What to do: Retype, character for character, the line containing "Target: dirt road" along with each line after it through the end of the data, and only those.

***** Exercise input *****

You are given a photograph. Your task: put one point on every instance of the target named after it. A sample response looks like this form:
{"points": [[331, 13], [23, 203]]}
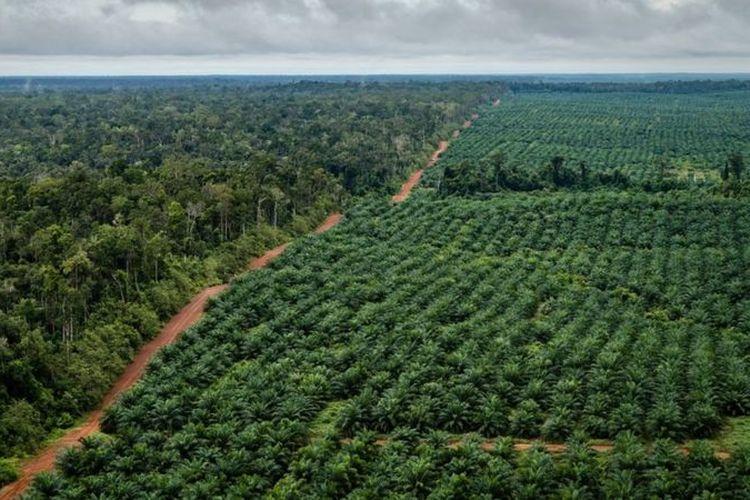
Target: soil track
{"points": [[189, 315], [414, 178], [521, 445]]}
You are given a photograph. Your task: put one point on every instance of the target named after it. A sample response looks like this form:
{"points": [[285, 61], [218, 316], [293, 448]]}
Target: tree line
{"points": [[116, 206]]}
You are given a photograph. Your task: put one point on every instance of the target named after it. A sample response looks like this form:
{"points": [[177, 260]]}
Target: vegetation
{"points": [[567, 280], [131, 201], [648, 141], [531, 315]]}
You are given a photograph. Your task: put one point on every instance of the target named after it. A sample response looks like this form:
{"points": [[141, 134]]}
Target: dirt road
{"points": [[414, 178], [189, 315]]}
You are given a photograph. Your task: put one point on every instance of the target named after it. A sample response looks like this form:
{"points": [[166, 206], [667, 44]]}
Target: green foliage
{"points": [[8, 471], [131, 201], [585, 140], [538, 315]]}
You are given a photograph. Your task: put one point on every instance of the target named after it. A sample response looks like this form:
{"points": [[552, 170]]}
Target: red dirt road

*****

Written solution:
Target: dirt road
{"points": [[414, 178], [189, 315]]}
You are given a photograph. Your task: put one point on every instance of the target named after it. A sample response looks like this form:
{"points": [[166, 206], [667, 44]]}
Target: green foliage
{"points": [[8, 471], [131, 201], [585, 140], [538, 315]]}
You are given a photograph. Your task: put one point on every instance of the target named after it. A sample response looks like this form:
{"points": [[552, 170]]}
Target: red dirt road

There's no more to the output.